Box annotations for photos
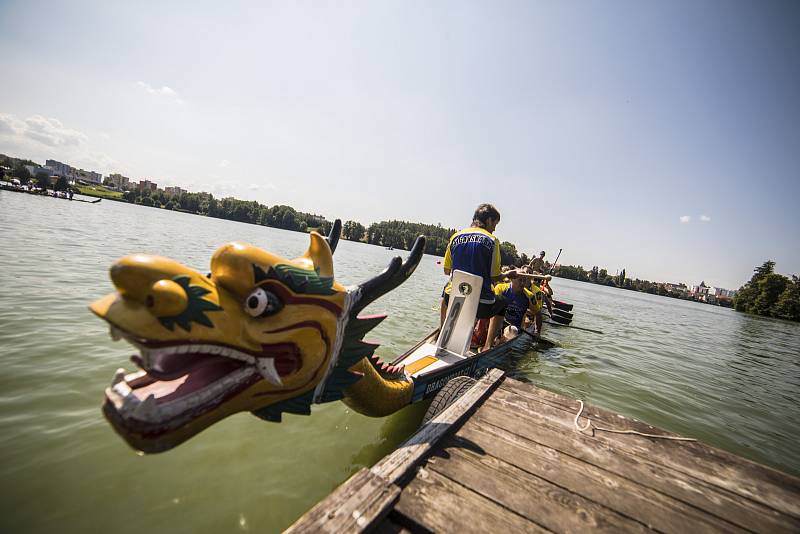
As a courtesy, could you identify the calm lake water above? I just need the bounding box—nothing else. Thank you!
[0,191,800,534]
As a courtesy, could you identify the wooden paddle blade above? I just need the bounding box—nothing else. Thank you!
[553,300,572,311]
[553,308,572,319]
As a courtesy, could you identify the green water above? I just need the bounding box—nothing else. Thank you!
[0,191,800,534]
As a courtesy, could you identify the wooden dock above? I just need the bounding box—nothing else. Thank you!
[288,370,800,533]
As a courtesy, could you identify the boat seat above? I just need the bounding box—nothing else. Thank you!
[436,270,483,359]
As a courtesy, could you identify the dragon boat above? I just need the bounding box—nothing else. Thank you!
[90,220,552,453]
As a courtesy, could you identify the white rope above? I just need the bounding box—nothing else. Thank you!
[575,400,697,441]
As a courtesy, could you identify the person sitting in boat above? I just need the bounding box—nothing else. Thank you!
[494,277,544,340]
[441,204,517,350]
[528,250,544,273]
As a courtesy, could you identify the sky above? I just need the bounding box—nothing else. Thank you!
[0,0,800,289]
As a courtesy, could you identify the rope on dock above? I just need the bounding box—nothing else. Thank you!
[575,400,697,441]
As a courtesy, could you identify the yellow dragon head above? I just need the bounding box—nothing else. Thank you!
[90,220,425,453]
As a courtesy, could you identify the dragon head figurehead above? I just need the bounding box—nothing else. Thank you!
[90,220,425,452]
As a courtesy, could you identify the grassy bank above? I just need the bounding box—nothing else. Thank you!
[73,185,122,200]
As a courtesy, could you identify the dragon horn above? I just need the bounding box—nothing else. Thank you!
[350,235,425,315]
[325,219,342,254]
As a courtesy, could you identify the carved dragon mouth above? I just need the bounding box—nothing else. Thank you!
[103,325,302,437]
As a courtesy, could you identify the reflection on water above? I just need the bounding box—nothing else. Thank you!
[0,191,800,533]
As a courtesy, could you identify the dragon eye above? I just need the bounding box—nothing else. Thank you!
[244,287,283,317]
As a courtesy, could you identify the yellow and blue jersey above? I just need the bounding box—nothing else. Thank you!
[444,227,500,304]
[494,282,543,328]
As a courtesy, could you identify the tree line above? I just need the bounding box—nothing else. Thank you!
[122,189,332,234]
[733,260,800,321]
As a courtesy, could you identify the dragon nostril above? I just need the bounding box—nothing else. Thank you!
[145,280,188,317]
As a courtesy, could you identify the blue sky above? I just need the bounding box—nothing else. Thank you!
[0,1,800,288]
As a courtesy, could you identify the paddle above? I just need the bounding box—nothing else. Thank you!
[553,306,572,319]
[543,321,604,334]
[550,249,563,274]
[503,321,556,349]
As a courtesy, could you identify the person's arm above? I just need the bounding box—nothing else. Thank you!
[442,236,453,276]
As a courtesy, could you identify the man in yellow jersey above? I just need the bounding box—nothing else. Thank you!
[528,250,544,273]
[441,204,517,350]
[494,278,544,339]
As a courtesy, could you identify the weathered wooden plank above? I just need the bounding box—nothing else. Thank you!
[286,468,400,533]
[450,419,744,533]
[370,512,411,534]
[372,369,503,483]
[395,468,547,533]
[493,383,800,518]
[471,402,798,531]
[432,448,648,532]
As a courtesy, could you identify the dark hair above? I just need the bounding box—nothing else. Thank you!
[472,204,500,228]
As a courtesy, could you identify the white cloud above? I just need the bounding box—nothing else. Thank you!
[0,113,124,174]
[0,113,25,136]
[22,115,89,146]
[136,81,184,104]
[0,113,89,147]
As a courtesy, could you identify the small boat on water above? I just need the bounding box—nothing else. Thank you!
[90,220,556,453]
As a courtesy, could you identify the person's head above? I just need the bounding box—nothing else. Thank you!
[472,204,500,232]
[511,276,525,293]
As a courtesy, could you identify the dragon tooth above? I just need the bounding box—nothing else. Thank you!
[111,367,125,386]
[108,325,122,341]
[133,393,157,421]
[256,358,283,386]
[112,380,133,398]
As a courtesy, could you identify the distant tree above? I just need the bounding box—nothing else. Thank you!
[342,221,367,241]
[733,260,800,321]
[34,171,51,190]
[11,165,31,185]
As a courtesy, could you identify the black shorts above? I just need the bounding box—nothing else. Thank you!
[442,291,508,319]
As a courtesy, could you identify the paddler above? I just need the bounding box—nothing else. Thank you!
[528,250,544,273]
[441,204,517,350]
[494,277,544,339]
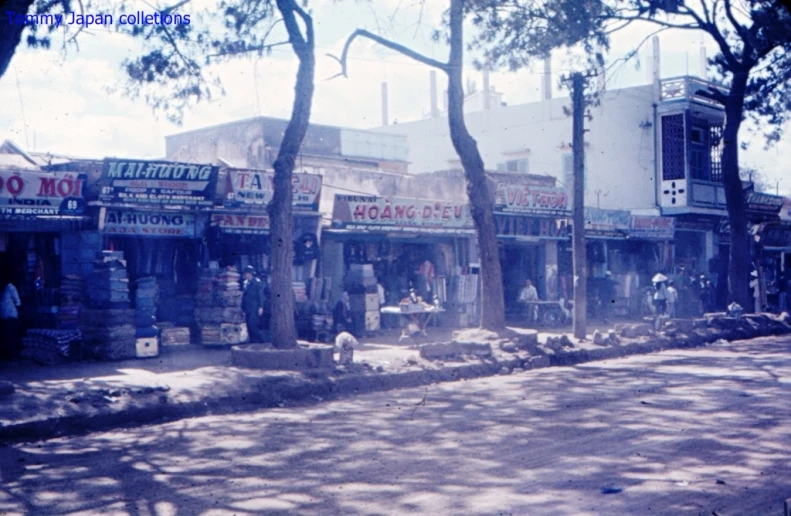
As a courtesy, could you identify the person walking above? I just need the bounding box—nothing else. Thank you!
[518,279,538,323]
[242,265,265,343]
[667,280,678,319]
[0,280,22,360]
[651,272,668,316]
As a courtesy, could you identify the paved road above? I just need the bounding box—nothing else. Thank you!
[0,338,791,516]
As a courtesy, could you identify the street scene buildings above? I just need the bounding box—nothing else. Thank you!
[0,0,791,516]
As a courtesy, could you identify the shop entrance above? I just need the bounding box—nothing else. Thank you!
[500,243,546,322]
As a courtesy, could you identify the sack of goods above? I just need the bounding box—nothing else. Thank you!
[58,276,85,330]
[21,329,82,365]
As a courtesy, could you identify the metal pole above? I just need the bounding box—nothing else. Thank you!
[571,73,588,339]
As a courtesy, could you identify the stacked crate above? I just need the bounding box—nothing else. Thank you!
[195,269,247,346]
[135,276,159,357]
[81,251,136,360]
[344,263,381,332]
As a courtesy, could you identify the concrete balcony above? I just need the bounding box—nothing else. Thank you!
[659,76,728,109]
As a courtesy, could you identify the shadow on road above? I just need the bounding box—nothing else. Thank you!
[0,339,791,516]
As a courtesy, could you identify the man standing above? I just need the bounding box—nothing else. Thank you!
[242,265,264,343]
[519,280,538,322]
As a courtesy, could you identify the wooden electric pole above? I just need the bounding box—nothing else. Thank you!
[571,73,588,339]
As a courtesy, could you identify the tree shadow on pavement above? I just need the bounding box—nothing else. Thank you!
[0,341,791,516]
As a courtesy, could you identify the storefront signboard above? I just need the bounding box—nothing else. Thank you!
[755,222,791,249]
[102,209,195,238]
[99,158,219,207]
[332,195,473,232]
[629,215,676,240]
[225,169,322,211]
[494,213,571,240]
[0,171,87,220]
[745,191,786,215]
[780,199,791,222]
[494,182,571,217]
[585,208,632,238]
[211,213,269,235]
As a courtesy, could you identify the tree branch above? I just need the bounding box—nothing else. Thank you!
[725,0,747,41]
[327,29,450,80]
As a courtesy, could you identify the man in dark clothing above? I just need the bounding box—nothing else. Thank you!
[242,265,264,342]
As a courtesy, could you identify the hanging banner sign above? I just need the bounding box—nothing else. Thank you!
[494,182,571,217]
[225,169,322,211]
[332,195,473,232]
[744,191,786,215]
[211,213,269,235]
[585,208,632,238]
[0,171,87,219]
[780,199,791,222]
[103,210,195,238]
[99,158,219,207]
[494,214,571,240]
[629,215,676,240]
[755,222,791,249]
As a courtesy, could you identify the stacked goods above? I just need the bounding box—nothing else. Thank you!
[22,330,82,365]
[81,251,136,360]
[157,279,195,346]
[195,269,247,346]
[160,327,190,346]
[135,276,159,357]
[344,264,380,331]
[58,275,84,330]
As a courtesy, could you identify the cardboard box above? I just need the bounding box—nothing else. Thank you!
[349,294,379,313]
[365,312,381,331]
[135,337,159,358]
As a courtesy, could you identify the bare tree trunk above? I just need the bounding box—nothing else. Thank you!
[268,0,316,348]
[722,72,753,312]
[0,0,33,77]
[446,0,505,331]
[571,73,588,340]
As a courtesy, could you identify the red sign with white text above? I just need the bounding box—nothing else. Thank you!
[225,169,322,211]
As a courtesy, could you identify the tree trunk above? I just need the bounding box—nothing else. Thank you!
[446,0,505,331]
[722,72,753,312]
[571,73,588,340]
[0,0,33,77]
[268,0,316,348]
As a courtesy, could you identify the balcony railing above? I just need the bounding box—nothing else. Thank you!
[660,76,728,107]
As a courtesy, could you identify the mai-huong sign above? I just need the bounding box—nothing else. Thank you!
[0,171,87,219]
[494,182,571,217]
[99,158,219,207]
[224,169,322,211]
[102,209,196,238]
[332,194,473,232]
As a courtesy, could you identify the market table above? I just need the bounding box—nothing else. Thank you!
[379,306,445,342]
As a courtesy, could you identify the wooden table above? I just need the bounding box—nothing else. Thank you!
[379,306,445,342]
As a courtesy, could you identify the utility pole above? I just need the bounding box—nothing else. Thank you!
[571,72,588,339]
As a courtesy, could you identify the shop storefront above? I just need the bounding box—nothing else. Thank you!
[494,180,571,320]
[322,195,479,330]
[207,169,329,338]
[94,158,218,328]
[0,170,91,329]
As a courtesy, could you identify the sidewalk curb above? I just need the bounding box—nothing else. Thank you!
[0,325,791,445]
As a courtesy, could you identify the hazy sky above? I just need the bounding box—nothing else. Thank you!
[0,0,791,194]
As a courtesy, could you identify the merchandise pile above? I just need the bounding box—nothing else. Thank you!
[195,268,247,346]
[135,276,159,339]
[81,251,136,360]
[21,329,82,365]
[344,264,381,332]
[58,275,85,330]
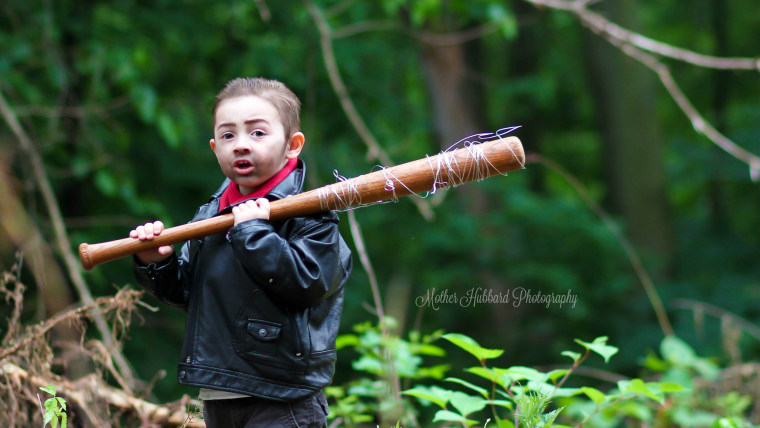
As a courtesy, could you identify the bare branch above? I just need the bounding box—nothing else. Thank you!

To be done: Swap "tree line" for "row of trees" in the part that opens with the line containing "As a courtesy, could you identify the dragon horn" and closes with the line containing "[503,321,556,349]", and write out only those lines again with everything else unchanged.

Answer for this exercise:
As a courtesy, could you identify the dragon horn above? I just need the bounding box—nothing else. Thank you!
[350,235,425,315]
[325,219,342,254]
As a courtesy, could you identify the carved dragon mouth above? I just need the bounding box—nothing else. Thank you!
[103,325,302,437]
As a courtesy, could you identify the reflection on water above? I just need the bounding box—nothing else. Thank you!
[0,191,800,533]
As a courtesy, could you identify the dragon eye above? I just need the bounding box—nothing else. Thank you!
[244,287,283,317]
As a courtesy, could you identify the yellow and blue jersey above? I just need the bounding box—nothing else. Thank you!
[444,227,500,304]
[494,282,543,328]
As a courtesy, could you identify the row of trees above? I just need the bounding box—nothing else. Thank you!
[122,189,332,234]
[733,260,800,321]
As a courtesy, could you identify the dragon nostril above? I just need the bounding box—nothing else. Thank you!
[145,280,188,317]
As a courtesy, could you identify the blue sky above? I just need the bounding box—nothing else. Thank you!
[0,1,800,288]
As a courtesy, could you identify the paddle above? I just need the bounding box—nothing else. Thank you!
[553,306,572,319]
[543,321,604,334]
[550,249,563,274]
[503,321,556,349]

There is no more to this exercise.